TEXTE FOURNI:
* * *
Jean Garrigues : Ils ont eu des sorts différents les uns des autres, ce que l’on peut observer c’est que certains s’en sont servis comme tremplin pour s’installer dans la vie politique, c’est le cas de Rama Yade ou de Nathalie Kosciusko-Morizet (NKM). Cette dernière avait néanmoins une trajectoire qui semblait déjà bien entamée. Aussi, Rachida Dati, avant d’être la porte-parole de campagne de Nicolas Sarkozy n’était pas une personnalité de premier plan à droite et est devenue vice-présidente de l’UMP, maire du 7ème arrondissement, candidate à la candidature pour la mairie de Paris, député européen… Il y a eu incontestablement un effet d’accélération grâce à Nicolas Sarkozy. Il en est de même pour Rama Yade. Un certain nombre de ces "protégés" n’ont pas été fidèles à Nicolas Sarkozy. Rama Yade est partie au parti radical (aujourd'hui l’UDI), et a suivi Jean Louis Borloo. Martin Hirsch a appelé à voter François Hollande, de même pour Fadela Amara.

Pour les ministres d’ouverture l’effet a été plutôt négatif. Bernard Kouchner a quitté la vie politique active pour créer une agence de conseil.  Si son statut d'ancien ministre des Affaires étrangères lui a été utile pour sa carrière privé, cela été la fin de sa vie politique, puisqu’il a été rejeté par les deux camps. Jean Marie Bockel, qui était le maire de Mulhouse et avait créé un courant La gauche moderne au sein du Parti socialiste (PS), a été laminé, mangé par son expérience sarkozyste. Fin  provisoire puisqu’il est Sénateur du Haut-Rhin, mais cela reste un échec. On pourrait en dire autant pour Eric Besson, il a pris le risque de quitter le PS pour rejoindre Nicolas Sarkozy. Il était pourtant une figure du PS en 2006. Son désaccord avec Ségolène Royal l’a conduit vers Nicolas Sarkozy et aujourd’hui vers une impasse politique. Bien qu’il soit maire de Donzère dans la Drôme mais reste à l’écart de la vie politique. Pour la plupart des ministres d’ouverture ça a été l’impasse. Finalement certains sont retournés à gauche.
* * *
LISTE DES TÂCHES:
**1)** Rends en CSV à deux colonnes, nommées texte et reponse, les lignes de données allant de la ligne contenant « Outline work boot. » jusqu'à celle contenant « xmin=997 ymin=6 xmax=1270 ymax=351 » incluse. Chaque ligne du CSV associe un texte à sa réponse, chaque champ est entre guillemets et les sauts de ligne sont remplacés par des espaces.
**2)** Rédige la suite du texte sur le devenir des proches et des ministres d'ouverture de Nicolas Sarkozy, à partir de sa dernière phrase.
Le texte et les lignes qui suivent sont sans rapport l'un avec l'autre.

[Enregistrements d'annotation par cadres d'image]
* * *
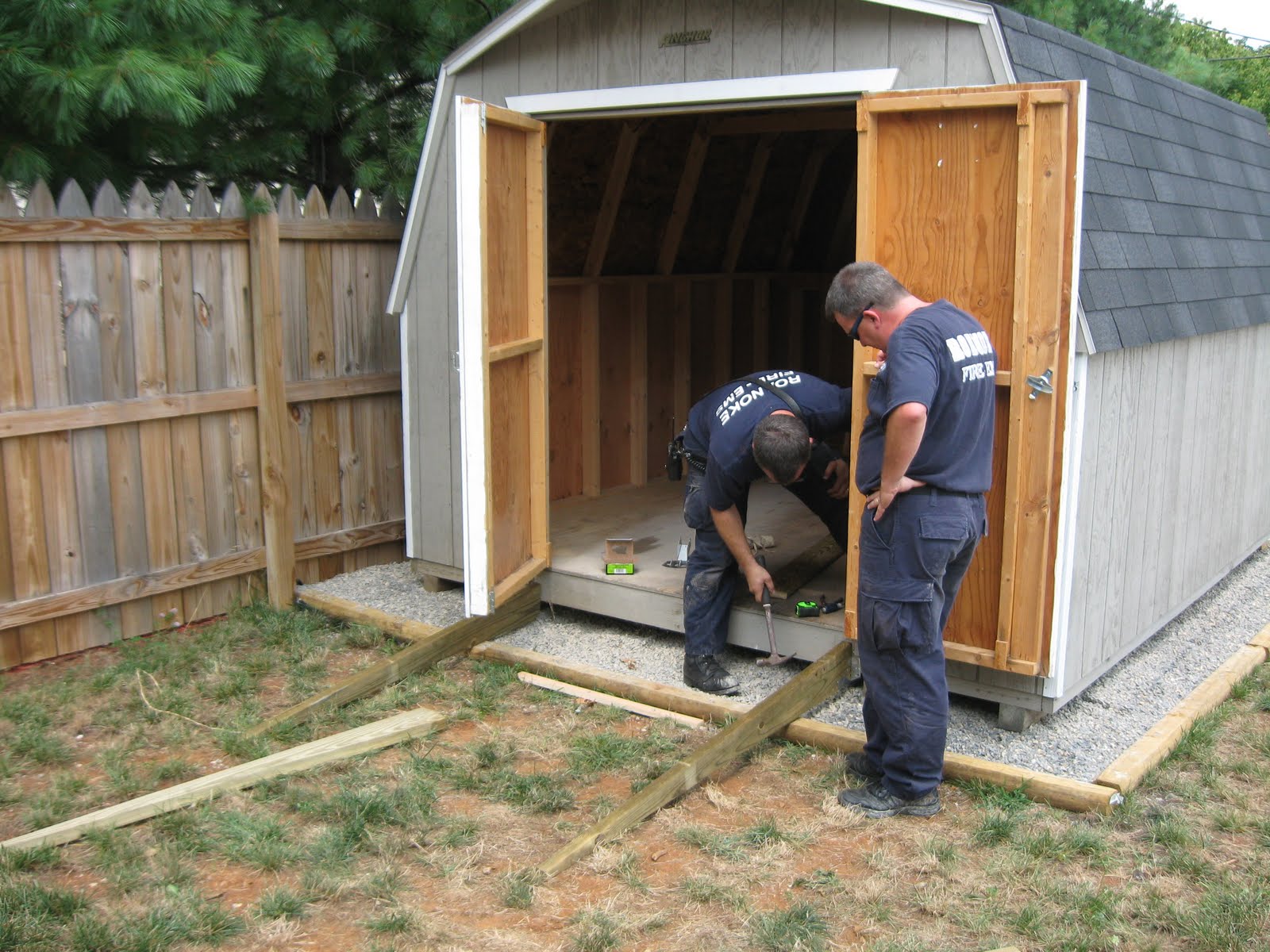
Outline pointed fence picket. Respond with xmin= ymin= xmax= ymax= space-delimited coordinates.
xmin=0 ymin=182 xmax=405 ymax=669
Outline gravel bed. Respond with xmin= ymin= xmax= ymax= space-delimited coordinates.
xmin=305 ymin=546 xmax=1270 ymax=781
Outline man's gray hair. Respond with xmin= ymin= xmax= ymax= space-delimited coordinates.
xmin=824 ymin=262 xmax=908 ymax=322
xmin=754 ymin=414 xmax=811 ymax=486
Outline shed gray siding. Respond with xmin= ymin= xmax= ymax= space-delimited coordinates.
xmin=1062 ymin=325 xmax=1270 ymax=697
xmin=404 ymin=0 xmax=1006 ymax=574
xmin=999 ymin=8 xmax=1270 ymax=700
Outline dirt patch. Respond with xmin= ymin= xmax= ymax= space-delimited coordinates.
xmin=0 ymin=614 xmax=1270 ymax=952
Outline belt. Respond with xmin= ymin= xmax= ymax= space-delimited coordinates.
xmin=861 ymin=482 xmax=983 ymax=499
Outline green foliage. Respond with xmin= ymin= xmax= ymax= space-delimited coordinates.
xmin=1002 ymin=0 xmax=1270 ymax=121
xmin=752 ymin=903 xmax=829 ymax=952
xmin=0 ymin=0 xmax=510 ymax=198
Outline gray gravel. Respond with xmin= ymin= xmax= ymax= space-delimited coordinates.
xmin=314 ymin=546 xmax=1270 ymax=781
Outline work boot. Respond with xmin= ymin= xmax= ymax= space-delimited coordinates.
xmin=843 ymin=753 xmax=881 ymax=781
xmin=838 ymin=781 xmax=940 ymax=820
xmin=683 ymin=655 xmax=741 ymax=694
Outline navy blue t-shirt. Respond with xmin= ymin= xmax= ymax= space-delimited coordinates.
xmin=683 ymin=370 xmax=851 ymax=512
xmin=856 ymin=300 xmax=997 ymax=493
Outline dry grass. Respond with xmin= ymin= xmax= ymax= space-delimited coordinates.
xmin=0 ymin=609 xmax=1270 ymax=952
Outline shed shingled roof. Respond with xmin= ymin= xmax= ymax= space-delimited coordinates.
xmin=997 ymin=6 xmax=1270 ymax=351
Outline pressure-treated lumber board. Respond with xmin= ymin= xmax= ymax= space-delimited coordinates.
xmin=0 ymin=707 xmax=444 ymax=849
xmin=246 ymin=584 xmax=541 ymax=738
xmin=248 ymin=186 xmax=296 ymax=608
xmin=0 ymin=523 xmax=405 ymax=635
xmin=468 ymin=643 xmax=1122 ymax=814
xmin=1095 ymin=644 xmax=1268 ymax=793
xmin=538 ymin=641 xmax=851 ymax=876
xmin=516 ymin=671 xmax=705 ymax=727
xmin=772 ymin=536 xmax=842 ymax=598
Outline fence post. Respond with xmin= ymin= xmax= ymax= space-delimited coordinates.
xmin=248 ymin=184 xmax=296 ymax=608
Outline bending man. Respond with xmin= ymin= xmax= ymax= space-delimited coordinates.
xmin=681 ymin=370 xmax=851 ymax=694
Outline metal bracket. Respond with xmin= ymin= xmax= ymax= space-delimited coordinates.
xmin=1027 ymin=367 xmax=1054 ymax=400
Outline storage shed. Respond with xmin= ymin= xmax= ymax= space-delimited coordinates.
xmin=390 ymin=0 xmax=1270 ymax=726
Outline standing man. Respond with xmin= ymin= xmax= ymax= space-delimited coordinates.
xmin=675 ymin=370 xmax=851 ymax=694
xmin=824 ymin=262 xmax=997 ymax=819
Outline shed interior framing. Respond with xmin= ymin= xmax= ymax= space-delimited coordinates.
xmin=530 ymin=102 xmax=857 ymax=658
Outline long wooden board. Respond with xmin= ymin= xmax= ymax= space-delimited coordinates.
xmin=772 ymin=536 xmax=842 ymax=598
xmin=246 ymin=584 xmax=541 ymax=738
xmin=468 ymin=643 xmax=1122 ymax=814
xmin=1097 ymin=643 xmax=1266 ymax=793
xmin=538 ymin=641 xmax=851 ymax=876
xmin=0 ymin=708 xmax=444 ymax=849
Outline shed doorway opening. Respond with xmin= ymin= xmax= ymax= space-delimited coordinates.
xmin=542 ymin=103 xmax=857 ymax=658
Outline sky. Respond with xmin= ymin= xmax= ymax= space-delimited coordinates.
xmin=1170 ymin=0 xmax=1270 ymax=46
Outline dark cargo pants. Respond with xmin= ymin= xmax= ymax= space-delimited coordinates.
xmin=683 ymin=453 xmax=849 ymax=655
xmin=857 ymin=487 xmax=987 ymax=800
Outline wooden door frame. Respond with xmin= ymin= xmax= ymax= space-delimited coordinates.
xmin=455 ymin=97 xmax=551 ymax=616
xmin=843 ymin=83 xmax=1084 ymax=675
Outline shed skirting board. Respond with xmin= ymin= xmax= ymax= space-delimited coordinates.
xmin=1095 ymin=624 xmax=1270 ymax=793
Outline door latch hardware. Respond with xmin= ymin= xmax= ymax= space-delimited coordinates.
xmin=1027 ymin=367 xmax=1054 ymax=400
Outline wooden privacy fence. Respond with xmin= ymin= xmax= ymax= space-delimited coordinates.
xmin=0 ymin=182 xmax=405 ymax=669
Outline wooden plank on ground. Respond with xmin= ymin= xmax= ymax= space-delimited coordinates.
xmin=1096 ymin=645 xmax=1266 ymax=793
xmin=772 ymin=536 xmax=842 ymax=598
xmin=246 ymin=584 xmax=541 ymax=738
xmin=468 ymin=643 xmax=1122 ymax=814
xmin=538 ymin=641 xmax=851 ymax=876
xmin=516 ymin=671 xmax=705 ymax=727
xmin=0 ymin=707 xmax=444 ymax=849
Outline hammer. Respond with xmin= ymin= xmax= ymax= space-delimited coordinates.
xmin=758 ymin=556 xmax=794 ymax=666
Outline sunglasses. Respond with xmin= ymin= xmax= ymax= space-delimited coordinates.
xmin=847 ymin=303 xmax=872 ymax=340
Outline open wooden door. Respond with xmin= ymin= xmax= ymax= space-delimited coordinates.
xmin=457 ymin=97 xmax=550 ymax=614
xmin=846 ymin=83 xmax=1083 ymax=674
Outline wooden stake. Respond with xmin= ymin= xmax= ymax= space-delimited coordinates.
xmin=470 ymin=643 xmax=1122 ymax=814
xmin=0 ymin=708 xmax=444 ymax=849
xmin=538 ymin=641 xmax=851 ymax=876
xmin=248 ymin=186 xmax=296 ymax=608
xmin=246 ymin=584 xmax=541 ymax=738
xmin=1096 ymin=645 xmax=1266 ymax=793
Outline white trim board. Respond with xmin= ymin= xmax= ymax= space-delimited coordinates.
xmin=455 ymin=97 xmax=493 ymax=616
xmin=506 ymin=67 xmax=899 ymax=119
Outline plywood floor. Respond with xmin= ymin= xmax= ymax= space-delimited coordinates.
xmin=551 ymin=480 xmax=846 ymax=632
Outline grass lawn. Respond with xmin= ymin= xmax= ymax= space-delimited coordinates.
xmin=0 ymin=605 xmax=1270 ymax=952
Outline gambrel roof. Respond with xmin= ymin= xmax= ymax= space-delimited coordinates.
xmin=997 ymin=2 xmax=1270 ymax=351
xmin=389 ymin=0 xmax=1270 ymax=351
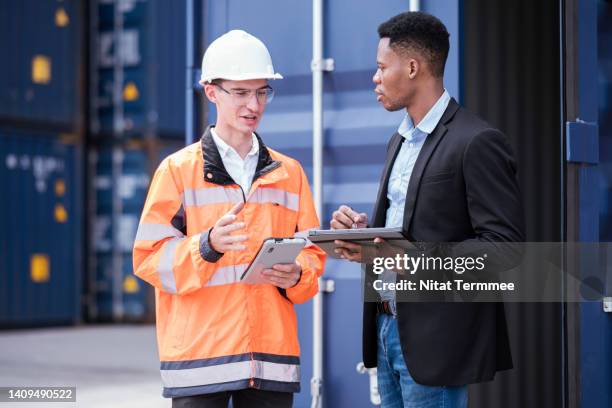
* * *
RÉPONSES RÉDIGÉES:
**1)**
texte,reponse
"Outline work boot. Respond with xmin= ymin= xmax= ymax= space-delimited coordinates.","xmin=843 ymin=753 xmax=881 ymax=781 xmin=838 ymin=781 xmax=940 ymax=820 xmin=683 ymin=655 xmax=741 ymax=694"
"Outline navy blue t-shirt. Respond with xmin= ymin= xmax= ymax= space-delimited coordinates.","xmin=683 ymin=370 xmax=851 ymax=512 xmin=856 ymin=300 xmax=997 ymax=493"
"Outline dry grass. Respond with xmin= ymin= xmax= ymax= space-delimited coordinates.","xmin=0 ymin=609 xmax=1270 ymax=952"
"Outline shed shingled roof. Respond with xmin= ymin= xmax= ymax= space-delimited coordinates.","xmin=997 ymin=6 xmax=1270 ymax=351"

**2)**
"Les personnalités de l'ouverture" ont été plus fidèles que certains proches de Nicolas Sarkozy. Que ce soit Eric Besson ou Bernard Kouchner, ils n’ont pas pris parti au moment de l’élection 2012, n’ont pas gêné la campagne de Sarkozy. Cette fausse ouverture les a conduits dans l’impasse politique. Car l’ouverture n’est valable que si elle s’appuie sur des accords entre partis.

Rachida Dati ou encore Rama Yade pourraient être qualifiées "d’étoiles filantes", aujourd'hui beaucoup plus effacées de la vie politique et médiatique que NKM par exemple. Comment expliquer ce phénomène ?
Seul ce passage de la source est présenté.